Exercise material.
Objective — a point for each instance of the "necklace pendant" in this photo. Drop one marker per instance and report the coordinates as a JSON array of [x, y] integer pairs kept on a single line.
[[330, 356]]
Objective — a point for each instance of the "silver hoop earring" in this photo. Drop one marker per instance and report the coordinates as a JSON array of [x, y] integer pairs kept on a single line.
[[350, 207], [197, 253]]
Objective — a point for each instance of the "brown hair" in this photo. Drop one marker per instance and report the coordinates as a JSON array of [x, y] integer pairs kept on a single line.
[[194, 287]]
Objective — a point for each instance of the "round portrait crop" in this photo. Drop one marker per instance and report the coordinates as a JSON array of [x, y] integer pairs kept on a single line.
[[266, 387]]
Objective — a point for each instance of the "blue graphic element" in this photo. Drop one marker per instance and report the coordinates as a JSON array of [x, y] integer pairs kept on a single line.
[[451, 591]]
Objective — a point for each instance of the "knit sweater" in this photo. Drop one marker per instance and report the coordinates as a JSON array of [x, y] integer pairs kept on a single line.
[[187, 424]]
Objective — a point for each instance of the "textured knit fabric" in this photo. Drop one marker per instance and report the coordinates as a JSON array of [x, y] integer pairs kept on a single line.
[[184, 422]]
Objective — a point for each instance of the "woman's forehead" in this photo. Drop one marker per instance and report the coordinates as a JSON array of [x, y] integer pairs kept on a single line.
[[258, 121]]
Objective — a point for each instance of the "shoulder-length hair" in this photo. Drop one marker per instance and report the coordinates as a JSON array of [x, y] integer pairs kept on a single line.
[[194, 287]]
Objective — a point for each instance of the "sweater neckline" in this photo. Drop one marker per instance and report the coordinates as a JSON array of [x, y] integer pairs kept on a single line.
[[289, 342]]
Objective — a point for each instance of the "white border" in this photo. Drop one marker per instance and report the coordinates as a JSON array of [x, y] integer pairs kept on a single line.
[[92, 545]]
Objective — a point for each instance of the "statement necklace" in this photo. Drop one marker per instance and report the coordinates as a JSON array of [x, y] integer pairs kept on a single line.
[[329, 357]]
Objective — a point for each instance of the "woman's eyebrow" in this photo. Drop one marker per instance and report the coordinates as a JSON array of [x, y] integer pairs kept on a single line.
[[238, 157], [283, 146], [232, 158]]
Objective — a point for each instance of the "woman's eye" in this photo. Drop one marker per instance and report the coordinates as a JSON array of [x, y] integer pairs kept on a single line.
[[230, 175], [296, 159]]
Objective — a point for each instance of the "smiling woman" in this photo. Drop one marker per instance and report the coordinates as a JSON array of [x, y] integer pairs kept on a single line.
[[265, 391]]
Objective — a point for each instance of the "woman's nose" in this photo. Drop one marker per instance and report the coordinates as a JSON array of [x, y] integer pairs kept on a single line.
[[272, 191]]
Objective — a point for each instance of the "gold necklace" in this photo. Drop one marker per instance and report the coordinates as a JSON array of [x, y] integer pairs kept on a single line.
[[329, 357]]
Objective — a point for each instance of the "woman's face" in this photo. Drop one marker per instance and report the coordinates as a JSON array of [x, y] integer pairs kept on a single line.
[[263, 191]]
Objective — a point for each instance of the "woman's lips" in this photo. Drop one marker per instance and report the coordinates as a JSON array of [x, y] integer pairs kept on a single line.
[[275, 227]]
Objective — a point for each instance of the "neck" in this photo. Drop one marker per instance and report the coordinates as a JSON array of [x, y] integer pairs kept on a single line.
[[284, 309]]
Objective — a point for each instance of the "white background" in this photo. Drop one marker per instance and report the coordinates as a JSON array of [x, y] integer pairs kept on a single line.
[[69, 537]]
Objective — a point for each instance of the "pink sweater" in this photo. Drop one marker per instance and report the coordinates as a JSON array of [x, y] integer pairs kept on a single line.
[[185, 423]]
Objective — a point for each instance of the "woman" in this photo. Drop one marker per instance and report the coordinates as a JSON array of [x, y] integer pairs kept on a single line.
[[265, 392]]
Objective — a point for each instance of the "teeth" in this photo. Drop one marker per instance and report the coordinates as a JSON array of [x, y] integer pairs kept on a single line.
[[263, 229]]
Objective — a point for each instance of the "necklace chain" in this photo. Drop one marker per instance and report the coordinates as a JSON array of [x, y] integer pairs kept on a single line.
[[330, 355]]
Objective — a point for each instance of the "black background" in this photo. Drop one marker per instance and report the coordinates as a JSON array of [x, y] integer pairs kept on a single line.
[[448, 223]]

Exercise. Please copy all of the rows above word for word, with no changes.

The result.
Objective — a point for each instance of the "necklace pendant" in this photo. Drop one marker per instance and report the coordinates as a JSON array of [x, y] integer pairs kept on a single line.
[[330, 356]]
Objective — a point for each instance of the "silver hoop earring" in this photo. Drop one marker per instance and report the coordinates as a JSON array of [x, y] integer pairs kept on a single line.
[[350, 207], [197, 253]]
Objective — a point for each instance of the "brown hair" in this photo. Drop one marker per instance and report the coordinates as a JSON array of [x, y] integer pairs kept on a single line.
[[194, 287]]
Objective — a point for each instance of the "round portrait crop" in this photo. Drop one marker per instance and report the coordinates as a JSON array of [x, y] integer pairs kept on a single line.
[[266, 387]]
Objective — a point for each instance of the "blue graphic element" in this photo. Drop one marker per instance and report the coordinates as a JSON array of [x, y] integer pairs kept on a single line.
[[451, 591]]
Objective — a point for each instance of the "knit sweater" in this photo. Drop one marker per instance and report the coordinates as a JSON array of [x, y] integer pairs kept on a single line.
[[187, 424]]
Objective — a point for each instance of the "textured knit fabric" in this photo. Drop one marker per instance and report the coordinates as a JSON array of [x, y] integer pairs kept on a single line.
[[184, 422]]
Objective — a point for each instance of the "woman's forehead" in this photo. Drop one marker per instance and report the coordinates as a JSON array of [x, y] integer pairs kept on a single line.
[[258, 121]]
Objective — a point for each instance of the "shoulder-length hair" in this photo. Drop one marker per instance and report the coordinates as a JSON array of [x, y] integer pairs kept on a single line.
[[194, 287]]
Objective — a point for each instance of the "sweater neckline" in this photo. Drop one marker per instance and report the coordinates as a JSON array of [x, y] integer pairs kept on a single line.
[[289, 342]]
Objective — a point for each instance of the "white border" in this photo. Drop one marker per instance and report the coordinates as a JSON array of [x, y] integer pairs kept on a single line.
[[92, 545]]
Objective — a point for each instance of the "statement necklace" in this photo. Drop one marker per instance and report the coordinates as a JSON array of [x, y] integer pairs kept on a single line.
[[329, 357]]
Objective — a point for each instance of the "woman's eyebrow" in this photo. Drop one marker per instance and report the coordinates as a JSON array of [x, y] integer pairs kept on a single line.
[[238, 157], [283, 146], [232, 158]]
Objective — a point for each instance of the "woman's eye" in this photo. Drop one marker per instance and report the coordinates as a JSON array of [x, y] integer pairs kept on a single line.
[[230, 175], [296, 159]]
Objective — a point for each instance of the "smiling woman" in this photo. Drop one marker per instance and report the coordinates as a JSON array of [x, y] integer pairs kept on a single line.
[[265, 391]]
Objective — a point for each instance of the "woman's nose" in this photo. Drop one marker per instance and report the coordinates as a JSON array of [x, y] integer pairs kept on a single line.
[[272, 191]]
Objective — a point for each instance of the "gold necklace" in this photo. Drop one marker per instance and report the coordinates as a JSON array of [x, y] integer pairs kept on a single line.
[[329, 357]]
Objective — a point for each instance of the "woman's face" in this photo. Drop one marker per instance and report the coordinates as a JSON array of [x, y] integer pairs kept on a single line.
[[263, 191]]
Objective — a point for each instance of the "woman's lips" in this photo. Drop one marker per instance and report the coordinates as a JSON array of [x, y] integer pairs kept on a single line.
[[275, 227]]
Objective — a point for each instance of the "neck" in this photo. Drop one marker per instance and report the coordinates as a JSON array of [x, y] integer pairs kept on a single line.
[[284, 309]]
Objective — a point for each instance of the "white background" in this photo. Drop one marker per instance and report the coordinates as a JSON array of [x, y] integer pairs kept on a single line.
[[69, 537]]
Objective — a point for each instance of the "pink sweater" in this photo. Drop one marker per instance and report the coordinates as a JSON array of [x, y] integer pairs kept on a single line.
[[185, 423]]
Objective — a point for each instance of the "woman" in this photo. Drop one marker per instance and report the coordinates as a JSON array of [x, y] integer pairs kept on a single line.
[[265, 392]]
Objective — a point for each instance of the "teeth" in this photo. Drop one marker per instance and report the coordinates as a JSON array of [x, y] integer pairs kept on a single line.
[[263, 229]]
Objective — a point for each instance of the "necklace chain" in this photo. Drop one marker per instance and report the coordinates as a JSON array of [x, y] integer pairs kept on a single line.
[[330, 355]]
Objective — a point for each instance of the "black background" in this photo. Drop one marker per instance and report the coordinates as a JSON array of [x, y] integer pairs kept on a single line.
[[448, 223]]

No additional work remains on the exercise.